>> START
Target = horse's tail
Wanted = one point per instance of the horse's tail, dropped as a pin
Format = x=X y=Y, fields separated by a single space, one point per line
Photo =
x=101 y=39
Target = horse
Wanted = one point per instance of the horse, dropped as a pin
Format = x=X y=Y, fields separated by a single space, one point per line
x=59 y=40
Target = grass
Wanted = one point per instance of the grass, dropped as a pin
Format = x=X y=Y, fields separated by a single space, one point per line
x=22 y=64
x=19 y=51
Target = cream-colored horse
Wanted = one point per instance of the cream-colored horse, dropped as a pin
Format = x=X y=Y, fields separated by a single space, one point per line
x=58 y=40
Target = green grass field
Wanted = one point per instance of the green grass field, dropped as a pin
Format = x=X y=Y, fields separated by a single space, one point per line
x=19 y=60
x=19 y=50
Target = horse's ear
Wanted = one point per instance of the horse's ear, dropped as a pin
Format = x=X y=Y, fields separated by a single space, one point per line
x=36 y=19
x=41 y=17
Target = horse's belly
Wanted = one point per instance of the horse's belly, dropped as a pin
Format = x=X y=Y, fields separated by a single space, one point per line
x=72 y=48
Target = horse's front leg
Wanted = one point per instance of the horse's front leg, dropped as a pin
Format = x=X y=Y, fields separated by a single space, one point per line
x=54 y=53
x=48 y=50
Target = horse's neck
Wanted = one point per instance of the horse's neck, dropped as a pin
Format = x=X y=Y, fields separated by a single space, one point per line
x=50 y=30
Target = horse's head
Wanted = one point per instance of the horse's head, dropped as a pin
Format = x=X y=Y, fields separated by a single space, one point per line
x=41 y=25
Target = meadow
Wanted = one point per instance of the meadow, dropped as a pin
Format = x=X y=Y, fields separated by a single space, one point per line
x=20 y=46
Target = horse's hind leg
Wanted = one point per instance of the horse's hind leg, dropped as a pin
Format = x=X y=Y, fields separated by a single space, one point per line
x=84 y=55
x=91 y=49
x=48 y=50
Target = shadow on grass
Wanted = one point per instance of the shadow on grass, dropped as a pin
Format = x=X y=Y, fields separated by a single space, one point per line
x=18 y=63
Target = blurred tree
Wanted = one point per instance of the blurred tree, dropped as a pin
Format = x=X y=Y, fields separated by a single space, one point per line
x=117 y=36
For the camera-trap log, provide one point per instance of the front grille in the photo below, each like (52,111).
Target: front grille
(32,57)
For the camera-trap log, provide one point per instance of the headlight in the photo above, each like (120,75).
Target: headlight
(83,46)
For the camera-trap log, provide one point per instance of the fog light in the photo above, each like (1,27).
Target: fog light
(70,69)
>> END
## STATED GOAL
Copy every one of the records above word for word, keeping each line as it stands.

## EXERCISE RESPONSE
Target = horse's tail
Wanted = one point per instance of the horse's tail, dropped as a pin
Format = x=X y=Y, fields separated by a single space, one point per line
Photo =
x=101 y=39
Target = horse
Wanted = one point per instance of the horse, dropped as a pin
Format = x=X y=Y, fields separated by a single space, one point per line
x=59 y=40
Target = grass
Wanted = one point per instance of the grass, dropped as a pin
Format = x=X y=Y, fields separated by a single space, one point per line
x=22 y=64
x=19 y=51
Target = cream-colored horse
Wanted = one point per instance of the cream-colored horse, dropped as a pin
Format = x=X y=Y, fields separated by a single space, one point per line
x=58 y=40
Target = green grass field
Wanted = one point per instance of the green grass field, dropped as a pin
Format = x=X y=Y, fields separated by a single space, one point per line
x=19 y=60
x=19 y=50
Target = horse's ear
Wanted = one point per instance of the horse's ear, dropped as a pin
Format = x=X y=Y, fields separated by a single space, one point per line
x=36 y=19
x=41 y=17
Target = horse's belly
Wanted = one point per instance of the horse's belly, dropped as a pin
Format = x=X y=Y, fields separated by a single space, one point per line
x=72 y=48
Target = horse's front leg
Wanted = one point per instance of the horse's front leg, dropped as a pin
Format = x=X y=Y, fields separated by a single space, one point per line
x=54 y=53
x=48 y=50
Target = horse's neck
Wanted = one point per instance of the horse's neck, dropped as a pin
Format = x=X y=Y, fields separated by a single space, one point per line
x=50 y=30
Target = horse's head
Wanted = one point per instance of the horse's head, dropped as a pin
Format = x=X y=Y, fields separated by a single space, one point per line
x=41 y=25
Target = meadow
Wanted = one point per instance of the meadow, dropped as a pin
Format = x=X y=Y, fields separated by a single space, one point per line
x=20 y=46
Target = horse's hind leg
Wanted = one point per instance of the horse's hind leg, dropped as a pin
Format = x=X y=Y, fields separated by a single space, one point per line
x=84 y=55
x=91 y=49
x=48 y=50
Target = shadow on grass
Wanted = one point per instance of the shadow on grass, dropped as a pin
Format = x=X y=Y, fields separated by a single space, one point per line
x=18 y=63
Target = blurred tree
Wanted = one point per instance of the blurred tree, dropped as a pin
Format = x=X y=Y, fields separated by a single space, one point per line
x=117 y=36
For the camera-trap log, provide one point per instance of the front grille in the photo below, each like (52,111).
Target: front grille
(32,57)
For the camera-trap log, provide one point per instance of the headlight in the photo above, each like (120,75).
Target: headlight
(83,46)
For the camera-trap log, provide one point per instance of the fog light in the photo above, each like (1,27).
Target: fog light
(70,69)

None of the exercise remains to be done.